-------- Provided data
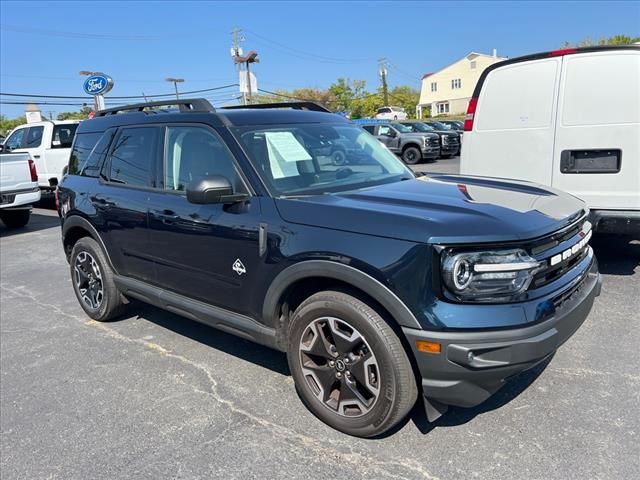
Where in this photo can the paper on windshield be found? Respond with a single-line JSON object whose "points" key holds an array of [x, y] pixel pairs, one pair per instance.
{"points": [[284, 151]]}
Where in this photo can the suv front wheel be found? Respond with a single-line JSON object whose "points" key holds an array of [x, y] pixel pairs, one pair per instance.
{"points": [[92, 280], [349, 366]]}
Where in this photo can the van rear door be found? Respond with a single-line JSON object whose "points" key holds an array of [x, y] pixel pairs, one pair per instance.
{"points": [[597, 146], [514, 125]]}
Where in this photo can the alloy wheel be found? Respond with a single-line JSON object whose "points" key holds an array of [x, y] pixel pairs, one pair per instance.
{"points": [[339, 367], [88, 278]]}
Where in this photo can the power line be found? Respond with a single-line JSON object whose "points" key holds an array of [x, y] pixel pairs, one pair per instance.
{"points": [[307, 55], [118, 98]]}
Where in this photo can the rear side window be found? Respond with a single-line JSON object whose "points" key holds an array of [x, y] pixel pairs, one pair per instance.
{"points": [[133, 157], [601, 89], [16, 139], [83, 146], [63, 135], [519, 96], [34, 137]]}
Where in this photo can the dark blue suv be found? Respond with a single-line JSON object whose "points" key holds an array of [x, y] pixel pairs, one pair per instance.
{"points": [[380, 286]]}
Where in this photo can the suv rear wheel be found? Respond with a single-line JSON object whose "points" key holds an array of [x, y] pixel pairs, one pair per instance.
{"points": [[92, 280], [349, 366]]}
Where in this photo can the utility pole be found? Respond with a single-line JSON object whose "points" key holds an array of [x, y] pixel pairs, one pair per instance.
{"points": [[175, 82], [382, 63], [239, 59]]}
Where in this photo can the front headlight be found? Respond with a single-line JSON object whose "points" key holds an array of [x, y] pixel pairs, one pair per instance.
{"points": [[490, 276]]}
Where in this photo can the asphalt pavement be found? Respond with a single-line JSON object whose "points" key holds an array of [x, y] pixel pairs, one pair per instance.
{"points": [[154, 395]]}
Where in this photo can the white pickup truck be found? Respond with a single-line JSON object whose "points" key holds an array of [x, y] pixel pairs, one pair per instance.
{"points": [[48, 143], [18, 188]]}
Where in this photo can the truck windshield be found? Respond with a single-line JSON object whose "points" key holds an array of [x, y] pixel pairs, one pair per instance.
{"points": [[311, 159], [402, 128]]}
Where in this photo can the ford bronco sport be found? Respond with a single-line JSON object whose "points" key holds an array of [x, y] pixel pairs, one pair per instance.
{"points": [[378, 285]]}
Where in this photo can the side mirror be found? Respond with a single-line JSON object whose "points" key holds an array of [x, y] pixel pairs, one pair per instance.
{"points": [[210, 189]]}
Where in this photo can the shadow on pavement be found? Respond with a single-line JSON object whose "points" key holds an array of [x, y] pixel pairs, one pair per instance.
{"points": [[616, 254], [36, 222], [214, 338]]}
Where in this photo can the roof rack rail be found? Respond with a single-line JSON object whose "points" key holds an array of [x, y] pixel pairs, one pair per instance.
{"points": [[187, 105], [316, 107]]}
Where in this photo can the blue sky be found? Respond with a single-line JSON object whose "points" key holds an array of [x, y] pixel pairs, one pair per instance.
{"points": [[43, 45]]}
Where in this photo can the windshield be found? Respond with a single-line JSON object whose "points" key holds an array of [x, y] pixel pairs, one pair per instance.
{"points": [[421, 127], [402, 128], [309, 159]]}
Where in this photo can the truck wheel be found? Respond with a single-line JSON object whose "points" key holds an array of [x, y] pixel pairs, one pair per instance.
{"points": [[411, 155], [93, 283], [15, 218], [349, 366]]}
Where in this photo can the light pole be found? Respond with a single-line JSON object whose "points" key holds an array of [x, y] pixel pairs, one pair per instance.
{"points": [[175, 82]]}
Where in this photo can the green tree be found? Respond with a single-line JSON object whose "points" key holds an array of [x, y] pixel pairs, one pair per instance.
{"points": [[405, 97], [83, 114], [615, 40], [7, 124]]}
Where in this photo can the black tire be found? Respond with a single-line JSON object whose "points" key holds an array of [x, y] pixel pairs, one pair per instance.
{"points": [[411, 155], [15, 218], [381, 360], [339, 157], [88, 264]]}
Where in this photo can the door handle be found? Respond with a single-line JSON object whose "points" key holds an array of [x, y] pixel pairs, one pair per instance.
{"points": [[101, 203], [166, 215]]}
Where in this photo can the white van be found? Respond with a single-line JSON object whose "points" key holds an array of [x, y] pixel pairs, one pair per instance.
{"points": [[569, 119], [48, 143]]}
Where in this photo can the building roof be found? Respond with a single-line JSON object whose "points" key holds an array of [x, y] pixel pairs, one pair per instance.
{"points": [[470, 56]]}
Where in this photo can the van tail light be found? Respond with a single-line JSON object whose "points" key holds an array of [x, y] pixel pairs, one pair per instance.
{"points": [[471, 112], [33, 171]]}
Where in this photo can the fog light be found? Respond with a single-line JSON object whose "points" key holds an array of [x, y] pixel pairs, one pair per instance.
{"points": [[428, 347]]}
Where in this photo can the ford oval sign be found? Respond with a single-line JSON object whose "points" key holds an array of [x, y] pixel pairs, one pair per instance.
{"points": [[98, 84]]}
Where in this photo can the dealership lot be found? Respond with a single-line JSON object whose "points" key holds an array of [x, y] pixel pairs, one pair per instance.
{"points": [[155, 395]]}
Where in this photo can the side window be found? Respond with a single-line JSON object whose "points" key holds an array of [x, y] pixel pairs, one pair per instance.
{"points": [[34, 137], [91, 168], [63, 135], [80, 152], [133, 157], [16, 139], [194, 152]]}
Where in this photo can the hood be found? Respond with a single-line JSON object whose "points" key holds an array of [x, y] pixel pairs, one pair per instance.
{"points": [[440, 209]]}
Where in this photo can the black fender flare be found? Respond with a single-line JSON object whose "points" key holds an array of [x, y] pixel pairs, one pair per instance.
{"points": [[74, 221], [339, 271]]}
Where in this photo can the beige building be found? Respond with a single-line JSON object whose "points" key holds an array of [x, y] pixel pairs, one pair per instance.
{"points": [[448, 91]]}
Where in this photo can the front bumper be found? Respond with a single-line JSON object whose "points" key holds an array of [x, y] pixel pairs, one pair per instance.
{"points": [[474, 364], [616, 221], [430, 151]]}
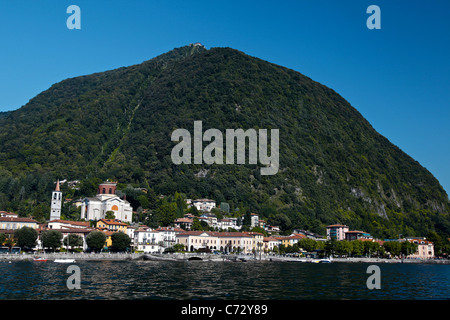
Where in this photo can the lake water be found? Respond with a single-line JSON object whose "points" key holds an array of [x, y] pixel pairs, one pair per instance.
{"points": [[137, 280]]}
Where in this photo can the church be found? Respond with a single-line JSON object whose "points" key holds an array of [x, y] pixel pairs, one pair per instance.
{"points": [[95, 208]]}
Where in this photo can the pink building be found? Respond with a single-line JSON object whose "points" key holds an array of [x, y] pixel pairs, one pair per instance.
{"points": [[336, 231]]}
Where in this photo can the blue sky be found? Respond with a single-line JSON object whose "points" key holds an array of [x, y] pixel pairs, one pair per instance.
{"points": [[397, 77]]}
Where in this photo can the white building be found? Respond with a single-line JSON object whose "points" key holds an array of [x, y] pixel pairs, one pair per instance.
{"points": [[204, 204], [55, 211], [95, 208], [148, 240]]}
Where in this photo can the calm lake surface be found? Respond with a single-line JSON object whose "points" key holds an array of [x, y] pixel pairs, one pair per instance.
{"points": [[136, 280]]}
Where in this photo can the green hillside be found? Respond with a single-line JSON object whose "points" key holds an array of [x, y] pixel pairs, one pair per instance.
{"points": [[334, 167]]}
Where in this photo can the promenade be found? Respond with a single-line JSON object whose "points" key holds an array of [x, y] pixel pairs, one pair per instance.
{"points": [[203, 257]]}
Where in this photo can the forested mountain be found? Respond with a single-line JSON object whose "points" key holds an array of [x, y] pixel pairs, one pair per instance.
{"points": [[334, 167]]}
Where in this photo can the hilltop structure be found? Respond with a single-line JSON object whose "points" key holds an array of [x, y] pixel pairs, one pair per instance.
{"points": [[95, 208]]}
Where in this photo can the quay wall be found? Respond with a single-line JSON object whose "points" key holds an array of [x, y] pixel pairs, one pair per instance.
{"points": [[201, 256]]}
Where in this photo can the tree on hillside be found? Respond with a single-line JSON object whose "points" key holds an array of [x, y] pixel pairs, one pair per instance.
{"points": [[167, 213]]}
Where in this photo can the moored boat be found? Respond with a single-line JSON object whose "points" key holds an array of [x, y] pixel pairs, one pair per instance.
{"points": [[64, 260], [39, 259]]}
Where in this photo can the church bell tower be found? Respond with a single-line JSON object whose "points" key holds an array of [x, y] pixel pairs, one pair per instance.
{"points": [[55, 212]]}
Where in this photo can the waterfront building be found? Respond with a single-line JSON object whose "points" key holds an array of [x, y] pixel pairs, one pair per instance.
{"points": [[336, 231], [55, 210], [270, 243], [95, 208], [425, 248], [257, 241], [112, 225], [223, 241], [66, 224], [148, 240], [357, 235], [184, 223], [7, 223], [169, 235], [6, 214]]}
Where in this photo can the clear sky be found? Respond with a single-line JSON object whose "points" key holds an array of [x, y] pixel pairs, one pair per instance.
{"points": [[397, 77]]}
----------------
= Problem to solve =
Write out, word for word, the lines of the records from the one containing "Where in this photo can the church bell" through the end of the records, inclusive.

= Response to the task =
Where in this photo can the church bell tower be found? Respond with a single-line JSON object whose "points" key holds an array of [x, y] pixel pairs, one pair per instance.
{"points": [[55, 212]]}
Where in this photo can the waterfront building be found? Respond with a single-line JSON object whose "points" key holds an array of [x, y] pixel pairs, one pair per instance.
{"points": [[336, 231], [55, 210], [270, 243], [95, 208], [425, 248], [257, 241], [112, 225], [223, 241], [66, 224], [148, 240], [357, 235], [184, 223], [7, 223], [169, 235], [6, 214]]}
Where in this photo can the clear sky be found? Respond with a single-line JSON object whose "points" key holds an array of [x, y] pixel pairs, one pair per instance.
{"points": [[397, 77]]}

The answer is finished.